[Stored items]
↓↓↓

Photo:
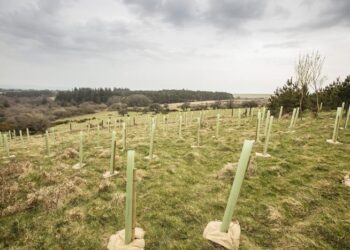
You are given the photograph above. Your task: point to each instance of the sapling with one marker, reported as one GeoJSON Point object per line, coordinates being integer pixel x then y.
{"type": "Point", "coordinates": [129, 206]}
{"type": "Point", "coordinates": [80, 164]}
{"type": "Point", "coordinates": [150, 155]}
{"type": "Point", "coordinates": [237, 183]}
{"type": "Point", "coordinates": [112, 171]}
{"type": "Point", "coordinates": [280, 114]}
{"type": "Point", "coordinates": [296, 117]}
{"type": "Point", "coordinates": [267, 138]}
{"type": "Point", "coordinates": [263, 114]}
{"type": "Point", "coordinates": [266, 122]}
{"type": "Point", "coordinates": [217, 126]}
{"type": "Point", "coordinates": [124, 136]}
{"type": "Point", "coordinates": [292, 119]}
{"type": "Point", "coordinates": [6, 145]}
{"type": "Point", "coordinates": [342, 112]}
{"type": "Point", "coordinates": [198, 130]}
{"type": "Point", "coordinates": [98, 140]}
{"type": "Point", "coordinates": [47, 143]}
{"type": "Point", "coordinates": [21, 136]}
{"type": "Point", "coordinates": [81, 153]}
{"type": "Point", "coordinates": [334, 139]}
{"type": "Point", "coordinates": [257, 136]}
{"type": "Point", "coordinates": [180, 126]}
{"type": "Point", "coordinates": [347, 118]}
{"type": "Point", "coordinates": [239, 117]}
{"type": "Point", "coordinates": [28, 135]}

↑↑↑

- [TASK REQUIREMENTS] Please repeat the records above word for word, and do not include the pictures.

- [ANSWER TO THIS PROBLEM]
Photo:
You are given the photograph above. Your task: point to each instance of the sapling with one marker, reported as one GeoJSON Point object per line, coordinates being integer pixel x then y.
{"type": "Point", "coordinates": [129, 206]}
{"type": "Point", "coordinates": [80, 164]}
{"type": "Point", "coordinates": [150, 155]}
{"type": "Point", "coordinates": [237, 183]}
{"type": "Point", "coordinates": [112, 171]}
{"type": "Point", "coordinates": [280, 114]}
{"type": "Point", "coordinates": [296, 117]}
{"type": "Point", "coordinates": [267, 138]}
{"type": "Point", "coordinates": [263, 114]}
{"type": "Point", "coordinates": [266, 122]}
{"type": "Point", "coordinates": [217, 126]}
{"type": "Point", "coordinates": [124, 136]}
{"type": "Point", "coordinates": [292, 119]}
{"type": "Point", "coordinates": [6, 145]}
{"type": "Point", "coordinates": [342, 112]}
{"type": "Point", "coordinates": [198, 130]}
{"type": "Point", "coordinates": [98, 140]}
{"type": "Point", "coordinates": [47, 143]}
{"type": "Point", "coordinates": [21, 136]}
{"type": "Point", "coordinates": [81, 153]}
{"type": "Point", "coordinates": [334, 139]}
{"type": "Point", "coordinates": [257, 136]}
{"type": "Point", "coordinates": [180, 126]}
{"type": "Point", "coordinates": [347, 118]}
{"type": "Point", "coordinates": [239, 117]}
{"type": "Point", "coordinates": [28, 135]}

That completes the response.